David Bowie is one of the most innovative and inventive artists of the past century, and therefore plenty of his fans and admirers are always curious to know exactly what inspired him. From literature to visual art to the film world, Bowie was such a multi-dimensional artist that his inspirations might just surprise you as he found joy in a multitude of art forms.
Although he was always a musician first, Bowie also appeared in over 30 movies, television shows and theatrical productions. Performances in iconic works of cinema such as The Man Who Fell to Earth and Merry Christmas, Mr. Lawrence have led many critics to believe that he could have made it as a successful actor if he had chosen to do so. His songs in soundtracks of films from Quentin Tarantino, David Lynch and Wes Anderson also all add to his cinematic contribution.
“All the films I have done, the theatre work, I haven’t learnt a thing,” Bowie joked in an interview. Pressed further about his motivation to go ahead with an acting project, the star replied, “Generally, the director [attracts me to a role].
“If I feel I’m gonna learn something working with that director, whatever the role is, I generally say yes to it…It’s good to watch how those people work, how they work with their crews, what kind of relationships they have with their crews, how much they depend on who [and] how much actually comes from themselves.” As well as appreciating the craft of making movies, he also had a vast array of favourite flicks.
When it comes to his favourite films, his tastes are just as eclectic as you might expect. “He loved Buñuel, Cocteau, Fassbinder, but he also loved Tony Hancock and the Ealing comedies,” said Absolute Beginners director Julien Temple back in 2017. “He could watch Tony Hancock’s The Rebel on a weekly basis and he would laugh and laugh and laugh.”
Not only did he have an eclectic and varied personal taste, but film routinely influenced his work as an artist. It’s no secret that ‘Space Oddity’ was inspired by Stanley Kubrick’s 2001: A Space Oddity. Bowie himself even went as far as to say that Kubrick “predicted my lifestyle for the 70s.” He said of the song specifically, “In England, it was always presumed that it was written about the space landing because it kind of came to prominence around the same time. But it actually wasn’t. It was written because of going to see the film 2001, which I found amazing. I was out of my gourd anyway, I was very stoned when I went to see it, several times, and it was really a revelation to me. It got the song flowing. It was picked up by British television and used as the background music for the landing itself. I’m sure they really weren’t listening to the lyric at all.”

* **Extracted data**

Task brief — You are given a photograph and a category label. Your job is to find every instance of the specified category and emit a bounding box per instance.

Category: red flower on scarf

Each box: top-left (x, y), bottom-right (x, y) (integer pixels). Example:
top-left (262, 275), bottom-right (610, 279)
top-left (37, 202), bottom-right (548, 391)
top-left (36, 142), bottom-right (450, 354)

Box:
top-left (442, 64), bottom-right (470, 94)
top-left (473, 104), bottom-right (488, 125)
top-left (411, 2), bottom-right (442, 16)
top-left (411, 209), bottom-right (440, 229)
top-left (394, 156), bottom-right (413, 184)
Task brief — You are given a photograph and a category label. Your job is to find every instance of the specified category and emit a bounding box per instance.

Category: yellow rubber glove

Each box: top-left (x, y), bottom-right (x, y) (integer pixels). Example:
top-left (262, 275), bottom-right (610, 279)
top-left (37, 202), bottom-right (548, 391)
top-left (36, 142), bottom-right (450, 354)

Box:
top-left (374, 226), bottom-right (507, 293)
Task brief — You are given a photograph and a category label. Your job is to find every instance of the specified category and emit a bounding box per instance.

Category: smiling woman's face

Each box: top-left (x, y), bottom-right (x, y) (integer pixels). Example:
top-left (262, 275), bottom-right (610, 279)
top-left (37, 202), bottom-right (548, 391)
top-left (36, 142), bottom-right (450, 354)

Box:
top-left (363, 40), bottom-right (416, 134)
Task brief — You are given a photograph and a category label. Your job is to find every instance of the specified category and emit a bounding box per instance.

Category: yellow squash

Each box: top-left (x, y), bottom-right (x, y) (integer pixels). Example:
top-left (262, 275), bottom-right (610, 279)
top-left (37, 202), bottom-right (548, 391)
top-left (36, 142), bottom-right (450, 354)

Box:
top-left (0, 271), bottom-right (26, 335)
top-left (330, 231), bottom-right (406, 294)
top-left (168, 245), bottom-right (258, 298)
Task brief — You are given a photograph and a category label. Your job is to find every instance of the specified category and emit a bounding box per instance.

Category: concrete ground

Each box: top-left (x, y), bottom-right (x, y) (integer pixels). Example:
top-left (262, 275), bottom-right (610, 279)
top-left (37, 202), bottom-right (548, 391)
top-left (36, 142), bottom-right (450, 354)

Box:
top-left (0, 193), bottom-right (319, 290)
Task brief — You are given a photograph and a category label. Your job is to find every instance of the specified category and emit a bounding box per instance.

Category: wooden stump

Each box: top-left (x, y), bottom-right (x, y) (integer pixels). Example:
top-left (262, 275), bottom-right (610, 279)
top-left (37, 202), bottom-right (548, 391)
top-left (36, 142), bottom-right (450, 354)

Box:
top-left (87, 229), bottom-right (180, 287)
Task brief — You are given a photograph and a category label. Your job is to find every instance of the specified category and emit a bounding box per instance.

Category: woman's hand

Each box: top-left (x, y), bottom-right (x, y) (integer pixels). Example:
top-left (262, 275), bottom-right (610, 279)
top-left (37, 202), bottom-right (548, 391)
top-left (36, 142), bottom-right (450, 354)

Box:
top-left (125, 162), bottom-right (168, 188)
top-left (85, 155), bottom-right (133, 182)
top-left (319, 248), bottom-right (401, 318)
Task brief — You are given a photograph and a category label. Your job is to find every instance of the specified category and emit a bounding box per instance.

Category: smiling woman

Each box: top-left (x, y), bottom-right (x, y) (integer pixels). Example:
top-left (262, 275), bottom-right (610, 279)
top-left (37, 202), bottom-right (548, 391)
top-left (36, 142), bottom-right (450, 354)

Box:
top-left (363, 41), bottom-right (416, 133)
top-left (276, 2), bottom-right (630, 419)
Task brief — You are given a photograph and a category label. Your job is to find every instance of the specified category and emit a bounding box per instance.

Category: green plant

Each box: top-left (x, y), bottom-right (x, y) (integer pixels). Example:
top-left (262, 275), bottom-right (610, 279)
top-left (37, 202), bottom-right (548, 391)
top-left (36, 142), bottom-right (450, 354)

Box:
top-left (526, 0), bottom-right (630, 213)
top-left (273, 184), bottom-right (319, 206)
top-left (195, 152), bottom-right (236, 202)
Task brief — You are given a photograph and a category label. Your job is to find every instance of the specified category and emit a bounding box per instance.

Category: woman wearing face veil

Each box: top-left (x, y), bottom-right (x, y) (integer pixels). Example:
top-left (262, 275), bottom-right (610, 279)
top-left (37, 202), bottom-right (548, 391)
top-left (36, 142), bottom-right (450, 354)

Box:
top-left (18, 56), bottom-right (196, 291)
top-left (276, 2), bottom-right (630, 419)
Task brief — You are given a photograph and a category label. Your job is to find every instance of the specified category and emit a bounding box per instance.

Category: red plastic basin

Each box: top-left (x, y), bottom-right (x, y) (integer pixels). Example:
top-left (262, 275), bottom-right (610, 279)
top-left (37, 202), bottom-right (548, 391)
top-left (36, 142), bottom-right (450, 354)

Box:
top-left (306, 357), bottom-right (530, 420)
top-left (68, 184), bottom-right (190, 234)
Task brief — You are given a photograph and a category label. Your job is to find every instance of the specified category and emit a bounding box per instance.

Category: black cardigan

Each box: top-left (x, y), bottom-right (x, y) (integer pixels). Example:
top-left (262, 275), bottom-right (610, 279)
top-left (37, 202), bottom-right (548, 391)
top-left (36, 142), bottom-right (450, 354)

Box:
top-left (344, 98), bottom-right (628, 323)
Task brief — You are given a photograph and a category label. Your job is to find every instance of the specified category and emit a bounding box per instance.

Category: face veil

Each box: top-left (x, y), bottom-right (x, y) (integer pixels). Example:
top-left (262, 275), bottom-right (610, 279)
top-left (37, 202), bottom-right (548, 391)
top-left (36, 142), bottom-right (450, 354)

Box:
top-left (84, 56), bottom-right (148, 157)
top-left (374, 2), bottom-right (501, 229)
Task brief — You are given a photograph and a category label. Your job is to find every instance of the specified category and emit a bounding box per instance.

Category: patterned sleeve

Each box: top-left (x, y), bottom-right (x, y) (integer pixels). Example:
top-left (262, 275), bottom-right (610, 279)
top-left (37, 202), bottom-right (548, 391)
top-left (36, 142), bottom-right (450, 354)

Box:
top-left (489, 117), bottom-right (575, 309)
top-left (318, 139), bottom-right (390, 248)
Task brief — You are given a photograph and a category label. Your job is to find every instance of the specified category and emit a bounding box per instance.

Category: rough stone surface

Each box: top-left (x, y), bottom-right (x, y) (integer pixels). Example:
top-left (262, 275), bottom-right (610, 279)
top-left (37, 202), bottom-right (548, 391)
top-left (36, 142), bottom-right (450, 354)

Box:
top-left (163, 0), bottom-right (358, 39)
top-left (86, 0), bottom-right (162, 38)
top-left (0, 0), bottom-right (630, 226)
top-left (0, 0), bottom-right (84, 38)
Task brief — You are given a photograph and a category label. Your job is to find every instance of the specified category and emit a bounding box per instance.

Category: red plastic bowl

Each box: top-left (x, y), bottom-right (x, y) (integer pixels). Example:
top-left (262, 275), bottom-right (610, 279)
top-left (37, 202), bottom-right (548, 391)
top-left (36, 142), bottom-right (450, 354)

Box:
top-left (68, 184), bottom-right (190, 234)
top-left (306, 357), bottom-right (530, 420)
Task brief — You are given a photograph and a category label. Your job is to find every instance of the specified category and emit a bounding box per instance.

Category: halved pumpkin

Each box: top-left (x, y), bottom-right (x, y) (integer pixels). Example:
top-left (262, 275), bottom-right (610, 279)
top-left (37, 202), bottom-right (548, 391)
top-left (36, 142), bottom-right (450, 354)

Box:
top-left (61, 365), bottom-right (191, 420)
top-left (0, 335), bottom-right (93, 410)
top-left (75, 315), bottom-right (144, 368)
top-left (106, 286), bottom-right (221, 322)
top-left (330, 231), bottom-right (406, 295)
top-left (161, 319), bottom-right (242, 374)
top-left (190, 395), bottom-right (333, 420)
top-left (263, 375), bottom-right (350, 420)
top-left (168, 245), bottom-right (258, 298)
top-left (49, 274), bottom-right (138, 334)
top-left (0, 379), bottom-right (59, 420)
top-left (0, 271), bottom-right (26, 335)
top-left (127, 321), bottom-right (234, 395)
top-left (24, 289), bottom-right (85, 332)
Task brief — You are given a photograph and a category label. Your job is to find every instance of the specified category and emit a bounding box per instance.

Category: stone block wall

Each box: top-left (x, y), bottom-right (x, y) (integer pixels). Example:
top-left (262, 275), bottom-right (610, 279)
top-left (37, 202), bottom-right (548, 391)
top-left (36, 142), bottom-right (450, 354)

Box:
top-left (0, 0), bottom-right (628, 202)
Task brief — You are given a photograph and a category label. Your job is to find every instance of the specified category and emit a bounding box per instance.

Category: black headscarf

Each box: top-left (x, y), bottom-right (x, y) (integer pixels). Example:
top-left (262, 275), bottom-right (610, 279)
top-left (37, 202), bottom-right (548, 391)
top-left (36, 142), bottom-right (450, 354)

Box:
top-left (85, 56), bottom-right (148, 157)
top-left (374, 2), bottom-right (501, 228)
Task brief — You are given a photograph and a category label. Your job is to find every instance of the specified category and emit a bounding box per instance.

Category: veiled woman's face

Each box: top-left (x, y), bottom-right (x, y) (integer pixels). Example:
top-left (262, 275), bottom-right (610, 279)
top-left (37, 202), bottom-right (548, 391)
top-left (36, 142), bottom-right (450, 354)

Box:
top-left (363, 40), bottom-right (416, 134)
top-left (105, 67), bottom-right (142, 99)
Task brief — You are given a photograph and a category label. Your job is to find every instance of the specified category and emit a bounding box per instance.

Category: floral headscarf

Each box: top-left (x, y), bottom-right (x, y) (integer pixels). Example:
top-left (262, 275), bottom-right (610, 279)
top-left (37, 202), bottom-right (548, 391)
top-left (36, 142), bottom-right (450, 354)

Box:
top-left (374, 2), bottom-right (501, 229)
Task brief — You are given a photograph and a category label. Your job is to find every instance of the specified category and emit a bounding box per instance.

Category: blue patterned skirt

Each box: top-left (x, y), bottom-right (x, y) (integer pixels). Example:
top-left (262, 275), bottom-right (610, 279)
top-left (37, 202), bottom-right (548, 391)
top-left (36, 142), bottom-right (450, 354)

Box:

* **Required work**
1) Count the lines of the records that contain the string "stone", matching case exactly, and give only that number.
2) Pick up the piece on David Bowie's film inspirations after its last sentence and keep writing.

* **Results for the exercise**
1) 2

2)
Kubrick has influenced Bowie even beyond 2001, with his film A Clockwork Orange also having a vast impact on the musician. the Starman has given nods to the influence of A Clockwork Orange on the proto-punk street gangs that bolstered his 1974 post-Ziggy album Diamond Dogs.
As for some of the other favourites on his list, he was also a comedy fan. He told Rolling Stone in 1979, “There’s still a lot of Buster Keaton in everything I do.” The General is one of his most beloved films.
It seems that no genre eluded him, though, as he also had a soft spot for the indie cult dramas, championing films like Danny Boyle’s classic Trainspotting, as well as the simply brilliant David Lynch creation Eraserhead. Bowie would work with Lynch on the Twin Peaks sequel and thought highly of the director. Just as Bowie was mesmerised by Lynch’s artistic vision, Lynch remained a fan of the musician’s work too.
“He was unique, like Elvis was unique,” Lynch explained in an interview. “There’s something about him that’s so different from everybody else. I only met him during the time I worked with him and just a couple of other times, but he was such a good guy, so easy to talk to and regular. I just wish he was still around and that I could work with him again.”
And his film legacy lives on, as his son is actually film director Duncan Jones, the director of films like Moon and Source Code.
If you want to get the full sense of some of Bowie’s favourite films, we may not be able to compile them all, but here are plenty to get you started.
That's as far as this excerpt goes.